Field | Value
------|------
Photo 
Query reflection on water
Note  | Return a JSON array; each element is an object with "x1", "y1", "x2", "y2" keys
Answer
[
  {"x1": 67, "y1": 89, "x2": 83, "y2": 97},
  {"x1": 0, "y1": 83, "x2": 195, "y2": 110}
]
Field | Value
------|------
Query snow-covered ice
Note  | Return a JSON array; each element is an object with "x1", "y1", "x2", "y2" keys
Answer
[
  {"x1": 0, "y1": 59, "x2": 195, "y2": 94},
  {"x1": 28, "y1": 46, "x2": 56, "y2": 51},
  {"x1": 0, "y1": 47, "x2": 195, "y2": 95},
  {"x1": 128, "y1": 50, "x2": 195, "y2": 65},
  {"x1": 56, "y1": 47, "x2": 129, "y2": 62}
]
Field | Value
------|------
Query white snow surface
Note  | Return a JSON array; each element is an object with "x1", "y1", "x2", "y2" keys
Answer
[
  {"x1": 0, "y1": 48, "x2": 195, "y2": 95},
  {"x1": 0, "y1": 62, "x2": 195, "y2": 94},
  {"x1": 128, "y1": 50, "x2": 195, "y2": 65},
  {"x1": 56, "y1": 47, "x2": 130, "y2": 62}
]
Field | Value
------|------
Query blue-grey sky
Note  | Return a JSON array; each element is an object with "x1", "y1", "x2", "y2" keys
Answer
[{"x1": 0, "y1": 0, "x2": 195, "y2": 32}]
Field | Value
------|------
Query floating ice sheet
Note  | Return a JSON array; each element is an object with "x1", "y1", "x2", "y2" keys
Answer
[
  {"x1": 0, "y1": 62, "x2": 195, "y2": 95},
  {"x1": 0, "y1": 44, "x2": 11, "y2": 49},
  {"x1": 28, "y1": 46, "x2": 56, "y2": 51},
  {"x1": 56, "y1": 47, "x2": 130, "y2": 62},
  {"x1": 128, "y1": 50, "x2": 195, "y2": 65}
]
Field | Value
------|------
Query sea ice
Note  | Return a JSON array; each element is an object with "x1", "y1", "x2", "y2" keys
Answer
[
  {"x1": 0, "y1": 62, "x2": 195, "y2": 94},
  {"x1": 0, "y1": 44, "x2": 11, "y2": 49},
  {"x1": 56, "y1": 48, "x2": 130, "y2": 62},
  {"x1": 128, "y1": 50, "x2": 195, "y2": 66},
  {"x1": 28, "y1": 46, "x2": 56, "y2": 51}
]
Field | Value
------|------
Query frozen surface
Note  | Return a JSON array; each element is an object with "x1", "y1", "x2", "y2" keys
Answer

########

Objective
Copy every one of the entries above word for word.

Correct output
Field | Value
------|------
Photo 
Query reflection on water
Note  | Return a JSON array; each element is an object with "x1", "y1", "x2", "y2" keys
Answer
[
  {"x1": 67, "y1": 89, "x2": 83, "y2": 97},
  {"x1": 0, "y1": 83, "x2": 195, "y2": 110}
]
Field | Value
------|------
Query snow-covered ice
Note  | Return a JSON array; each element is an object with "x1", "y1", "x2", "y2" keys
Answer
[
  {"x1": 0, "y1": 59, "x2": 195, "y2": 94},
  {"x1": 28, "y1": 46, "x2": 56, "y2": 51},
  {"x1": 0, "y1": 47, "x2": 195, "y2": 95},
  {"x1": 128, "y1": 50, "x2": 195, "y2": 65},
  {"x1": 56, "y1": 47, "x2": 129, "y2": 62}
]
Field | Value
------|------
Query white snow surface
Note  | Return a JSON array; each element is an object with "x1", "y1", "x2", "y2" keys
Answer
[
  {"x1": 0, "y1": 48, "x2": 195, "y2": 95},
  {"x1": 0, "y1": 62, "x2": 195, "y2": 94},
  {"x1": 128, "y1": 50, "x2": 195, "y2": 65},
  {"x1": 56, "y1": 47, "x2": 130, "y2": 62}
]
Field | Value
------|------
Query blue-grey sky
Note  | Return a JSON array; each element is an object with "x1", "y1", "x2", "y2" keys
Answer
[{"x1": 0, "y1": 0, "x2": 195, "y2": 32}]
Field | Value
------|------
Query floating ice sheet
Note  | Return a JSON array; each element is an object with "x1", "y1", "x2", "y2" keys
Answer
[
  {"x1": 0, "y1": 62, "x2": 195, "y2": 95},
  {"x1": 0, "y1": 44, "x2": 11, "y2": 49},
  {"x1": 28, "y1": 46, "x2": 56, "y2": 51},
  {"x1": 56, "y1": 47, "x2": 130, "y2": 62},
  {"x1": 128, "y1": 50, "x2": 195, "y2": 65}
]
Field | Value
------|------
Query sea ice
Note  | Return a JSON array; each element is an object with "x1", "y1", "x2", "y2" keys
Answer
[
  {"x1": 0, "y1": 62, "x2": 195, "y2": 94},
  {"x1": 0, "y1": 44, "x2": 11, "y2": 49},
  {"x1": 56, "y1": 48, "x2": 130, "y2": 62},
  {"x1": 128, "y1": 50, "x2": 195, "y2": 66},
  {"x1": 28, "y1": 46, "x2": 56, "y2": 51}
]
Field | Value
------|------
Query frozen surface
Note  | Return a JSON array; each element is an object with "x1", "y1", "x2", "y2" keys
Answer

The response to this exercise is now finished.